──────── SECCIÓN DE TEXTO

Por Carlos Pissolito.-

A modo de introducción: El Liberalismo que impregna a casi todas las constituciones americanas pretendió siempre una férrea división entre el Estado y la Iglesia. Es más, la revolución que lo produjo, la francesa, quiso imponerla atacando y confiscando a la Iglesia de su época e inventando el culto de la diosa razón.

Igualmente, hoy, se pretende esa división, aunque nada se diga de otros cultos. Como por ejemplo, el de la ideología de género, entre tantos otros que podrían mencionarse.

Lo que no se recuerda bien, es que esa revolución, cuando estaba en las últimas, fue salvada por Napoleón Bonaparte. Quien se hizo coronar Emperador por el Papa Pío VII. No era que él fuera un creyente. No lo era. Era un político práctico que sabía de la importancia de la religión para el pueblo. Sabía que por extrañas razones, que ni él podía explicar ni entender, es siempre mejor que el que manda aparezca respaldado por un poder espiritual, superior.

A modo de desarrollo: Más recientemente, las religiones parecen estar retomando ese protagonismo político. Por empezar, nadie puede negarlo en referencia al Islam, la más moderna de ellas, con sus extremas manifestaciones integristas. Pero, tampoco, del Judaísmo, la más antigua, y que acaba de ser proclamada la religión oficial del Estado de Israel.

Por su parte, dentro del Cristianismo han ocurrido fenómenos similares, aunque con algunos matices. Por ejemplo, desde el siglo XIX, la Iglesia Católica viene elaborando un cuerpo doctrinario conocido como su Doctrina Social conformado por encíclicas y otros documentos afines.

Pero, pese a su excelencia intelectual, se puede afirmar que la Doctrina Social de la Iglesia ha tenido pocos intentos serios de aplicación práctica. Con las notables excepciones de la Doctrina Justicialista del argentino Juan Domingo Perón, la del Estado Novo de Getulio Vargas en Brasil y la del desarrollismo del chileno Carlos Ibáñez del Campo, todos sucedidos en la década de los años 50.

Pero, mucho más recientemente, concretamente, en los EEUU y ahora, en Brasil estamos asistiendo a la aplicación de ciertos principios político-sociales y económicos vinculados con las teologías protestantes.

Ambos experimentos, aún incompletos, comparten con la postura católica su defensa de los valores tradicionales vinculados a Dios, la Patria y la Familia. De allí, su férrea oposición a la agenda neomarxista impulsada por el colectivo conocido como “políticamente correcto”.

También, ambos comparten entre sí, pero se distancian de la postura católica, su visión de los temas vinculados con lo económico.

────────────────
──────── CONJUNTO DE DATOS

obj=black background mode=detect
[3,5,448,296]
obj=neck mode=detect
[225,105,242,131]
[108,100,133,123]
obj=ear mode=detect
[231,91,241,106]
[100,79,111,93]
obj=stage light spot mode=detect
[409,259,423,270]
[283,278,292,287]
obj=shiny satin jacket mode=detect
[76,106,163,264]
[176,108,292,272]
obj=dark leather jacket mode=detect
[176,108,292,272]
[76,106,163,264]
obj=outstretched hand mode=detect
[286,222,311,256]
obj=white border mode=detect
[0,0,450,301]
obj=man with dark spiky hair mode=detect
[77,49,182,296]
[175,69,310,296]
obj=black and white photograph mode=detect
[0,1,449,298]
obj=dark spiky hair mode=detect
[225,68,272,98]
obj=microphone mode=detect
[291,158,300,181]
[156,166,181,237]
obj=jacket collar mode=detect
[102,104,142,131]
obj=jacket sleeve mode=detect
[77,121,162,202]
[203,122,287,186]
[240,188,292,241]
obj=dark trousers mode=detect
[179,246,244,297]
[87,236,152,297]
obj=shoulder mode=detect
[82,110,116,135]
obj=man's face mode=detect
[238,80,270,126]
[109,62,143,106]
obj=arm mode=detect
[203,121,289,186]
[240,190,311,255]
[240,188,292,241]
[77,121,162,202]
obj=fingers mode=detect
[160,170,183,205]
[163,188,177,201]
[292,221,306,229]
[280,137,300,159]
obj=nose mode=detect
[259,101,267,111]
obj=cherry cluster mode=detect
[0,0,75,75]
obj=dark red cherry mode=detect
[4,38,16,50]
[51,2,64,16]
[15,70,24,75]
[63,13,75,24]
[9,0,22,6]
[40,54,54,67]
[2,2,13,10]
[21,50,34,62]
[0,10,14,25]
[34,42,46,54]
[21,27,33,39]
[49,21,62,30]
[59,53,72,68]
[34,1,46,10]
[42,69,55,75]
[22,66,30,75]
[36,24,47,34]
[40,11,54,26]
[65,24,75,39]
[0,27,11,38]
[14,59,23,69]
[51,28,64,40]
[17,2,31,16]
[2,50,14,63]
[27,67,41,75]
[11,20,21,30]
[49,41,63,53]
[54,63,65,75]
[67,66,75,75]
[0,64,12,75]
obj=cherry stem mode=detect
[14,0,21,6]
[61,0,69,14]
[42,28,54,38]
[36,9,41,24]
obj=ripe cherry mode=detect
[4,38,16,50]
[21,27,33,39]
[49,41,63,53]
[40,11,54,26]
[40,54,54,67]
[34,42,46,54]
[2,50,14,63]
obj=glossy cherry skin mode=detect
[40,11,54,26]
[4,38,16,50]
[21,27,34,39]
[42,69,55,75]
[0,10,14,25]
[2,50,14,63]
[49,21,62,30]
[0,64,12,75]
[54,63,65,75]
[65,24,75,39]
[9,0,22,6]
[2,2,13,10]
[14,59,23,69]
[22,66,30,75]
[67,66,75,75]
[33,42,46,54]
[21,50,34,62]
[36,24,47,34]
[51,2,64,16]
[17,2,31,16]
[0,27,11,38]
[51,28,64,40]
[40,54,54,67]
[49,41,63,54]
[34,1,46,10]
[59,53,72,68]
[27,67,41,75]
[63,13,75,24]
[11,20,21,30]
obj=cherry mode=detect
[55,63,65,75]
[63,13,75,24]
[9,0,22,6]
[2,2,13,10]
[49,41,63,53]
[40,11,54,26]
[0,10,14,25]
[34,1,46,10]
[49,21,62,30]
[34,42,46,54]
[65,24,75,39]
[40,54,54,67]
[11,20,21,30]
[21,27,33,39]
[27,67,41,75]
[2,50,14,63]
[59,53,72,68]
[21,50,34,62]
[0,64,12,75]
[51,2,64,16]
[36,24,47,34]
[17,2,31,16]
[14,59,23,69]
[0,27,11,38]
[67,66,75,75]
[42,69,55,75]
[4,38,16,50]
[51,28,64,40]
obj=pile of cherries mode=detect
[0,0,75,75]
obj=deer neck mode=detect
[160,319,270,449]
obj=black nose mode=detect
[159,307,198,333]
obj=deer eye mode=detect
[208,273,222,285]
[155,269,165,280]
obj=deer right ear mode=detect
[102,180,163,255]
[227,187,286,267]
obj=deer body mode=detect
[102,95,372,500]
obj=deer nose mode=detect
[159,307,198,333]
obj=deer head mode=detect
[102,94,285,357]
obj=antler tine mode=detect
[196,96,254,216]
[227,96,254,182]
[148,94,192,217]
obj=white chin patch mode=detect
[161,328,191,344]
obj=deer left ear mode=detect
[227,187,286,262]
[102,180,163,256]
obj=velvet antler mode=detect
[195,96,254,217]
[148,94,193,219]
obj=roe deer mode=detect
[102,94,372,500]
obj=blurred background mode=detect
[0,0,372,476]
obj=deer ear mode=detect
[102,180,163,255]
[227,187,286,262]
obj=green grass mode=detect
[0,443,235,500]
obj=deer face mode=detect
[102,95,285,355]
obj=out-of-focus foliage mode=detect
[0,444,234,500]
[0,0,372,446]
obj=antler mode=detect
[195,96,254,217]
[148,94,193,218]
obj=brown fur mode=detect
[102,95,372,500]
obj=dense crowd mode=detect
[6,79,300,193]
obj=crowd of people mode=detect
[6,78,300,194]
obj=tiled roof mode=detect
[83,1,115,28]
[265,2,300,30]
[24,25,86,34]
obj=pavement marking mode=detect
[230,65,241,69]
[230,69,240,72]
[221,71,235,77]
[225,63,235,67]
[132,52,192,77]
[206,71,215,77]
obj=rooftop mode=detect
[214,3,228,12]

────────────────

DESCRIPCIÓN DE LA TAREA ->
Según el texto sobre religión y política, ¿quién coronó Emperador a Napoleón Bonaparte?

EJERCICIO RESUELTO ->
El Papa Pío VII.